---------- Data listing ----------

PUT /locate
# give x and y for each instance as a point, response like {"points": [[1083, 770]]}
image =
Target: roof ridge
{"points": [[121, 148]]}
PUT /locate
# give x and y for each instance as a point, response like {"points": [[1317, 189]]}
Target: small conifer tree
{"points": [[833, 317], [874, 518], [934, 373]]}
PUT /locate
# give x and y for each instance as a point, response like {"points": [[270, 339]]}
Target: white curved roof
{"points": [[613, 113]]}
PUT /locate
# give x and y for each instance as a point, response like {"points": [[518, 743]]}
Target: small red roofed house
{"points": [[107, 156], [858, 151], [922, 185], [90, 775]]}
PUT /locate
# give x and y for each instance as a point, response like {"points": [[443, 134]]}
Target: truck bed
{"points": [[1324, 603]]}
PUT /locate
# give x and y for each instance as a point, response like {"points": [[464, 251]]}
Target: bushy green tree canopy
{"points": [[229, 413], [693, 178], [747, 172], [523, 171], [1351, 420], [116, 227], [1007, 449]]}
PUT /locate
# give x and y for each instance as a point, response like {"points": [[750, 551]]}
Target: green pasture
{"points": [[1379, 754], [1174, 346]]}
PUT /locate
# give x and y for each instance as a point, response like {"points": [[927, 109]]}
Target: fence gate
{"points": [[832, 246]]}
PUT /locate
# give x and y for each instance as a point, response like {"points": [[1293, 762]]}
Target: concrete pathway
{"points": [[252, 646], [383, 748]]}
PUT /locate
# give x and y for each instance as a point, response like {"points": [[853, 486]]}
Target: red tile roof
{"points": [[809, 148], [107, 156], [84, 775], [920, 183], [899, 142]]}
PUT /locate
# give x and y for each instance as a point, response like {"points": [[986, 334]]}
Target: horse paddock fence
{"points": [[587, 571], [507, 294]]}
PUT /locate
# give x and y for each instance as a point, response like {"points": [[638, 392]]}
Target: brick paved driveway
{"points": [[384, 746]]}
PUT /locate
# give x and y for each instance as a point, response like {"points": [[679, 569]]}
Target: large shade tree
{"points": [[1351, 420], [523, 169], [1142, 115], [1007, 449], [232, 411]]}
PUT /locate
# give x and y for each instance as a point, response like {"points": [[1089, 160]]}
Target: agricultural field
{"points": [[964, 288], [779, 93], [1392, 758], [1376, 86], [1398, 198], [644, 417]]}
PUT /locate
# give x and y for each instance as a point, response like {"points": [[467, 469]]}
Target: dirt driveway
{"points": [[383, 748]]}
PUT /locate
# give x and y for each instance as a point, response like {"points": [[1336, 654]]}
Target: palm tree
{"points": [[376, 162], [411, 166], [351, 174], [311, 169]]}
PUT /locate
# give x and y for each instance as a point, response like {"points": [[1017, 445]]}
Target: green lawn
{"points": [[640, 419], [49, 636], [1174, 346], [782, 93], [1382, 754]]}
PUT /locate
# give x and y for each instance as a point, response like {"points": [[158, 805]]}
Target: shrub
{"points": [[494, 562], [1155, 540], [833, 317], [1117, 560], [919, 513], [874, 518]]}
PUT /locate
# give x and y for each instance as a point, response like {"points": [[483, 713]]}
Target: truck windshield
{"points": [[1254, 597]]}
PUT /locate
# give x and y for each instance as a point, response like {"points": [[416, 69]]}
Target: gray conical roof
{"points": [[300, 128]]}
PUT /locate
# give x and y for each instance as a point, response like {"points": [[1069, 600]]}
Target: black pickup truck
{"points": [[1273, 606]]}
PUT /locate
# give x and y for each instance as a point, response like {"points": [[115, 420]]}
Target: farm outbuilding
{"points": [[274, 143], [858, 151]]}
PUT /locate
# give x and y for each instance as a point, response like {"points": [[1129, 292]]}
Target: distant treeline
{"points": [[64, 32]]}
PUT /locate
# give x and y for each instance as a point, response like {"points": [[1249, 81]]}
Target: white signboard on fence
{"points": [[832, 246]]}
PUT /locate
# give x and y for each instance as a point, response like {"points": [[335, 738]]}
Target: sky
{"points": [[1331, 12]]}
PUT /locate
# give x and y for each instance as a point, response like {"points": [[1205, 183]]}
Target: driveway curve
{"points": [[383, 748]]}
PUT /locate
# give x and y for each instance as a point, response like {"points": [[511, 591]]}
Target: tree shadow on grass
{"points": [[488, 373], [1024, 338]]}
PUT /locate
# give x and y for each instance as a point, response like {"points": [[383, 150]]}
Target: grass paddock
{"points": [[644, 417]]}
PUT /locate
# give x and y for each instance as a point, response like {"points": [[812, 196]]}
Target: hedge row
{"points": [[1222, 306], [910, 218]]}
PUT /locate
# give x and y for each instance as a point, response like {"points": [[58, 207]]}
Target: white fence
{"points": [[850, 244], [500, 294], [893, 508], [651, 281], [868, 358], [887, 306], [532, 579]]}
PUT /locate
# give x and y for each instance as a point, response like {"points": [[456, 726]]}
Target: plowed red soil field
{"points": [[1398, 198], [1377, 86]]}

----------

# Short task
Report every line of the material above that contains the word "white".

# Exercise output
Target: white curved roof
Target: white signboard on fence
Target: white fence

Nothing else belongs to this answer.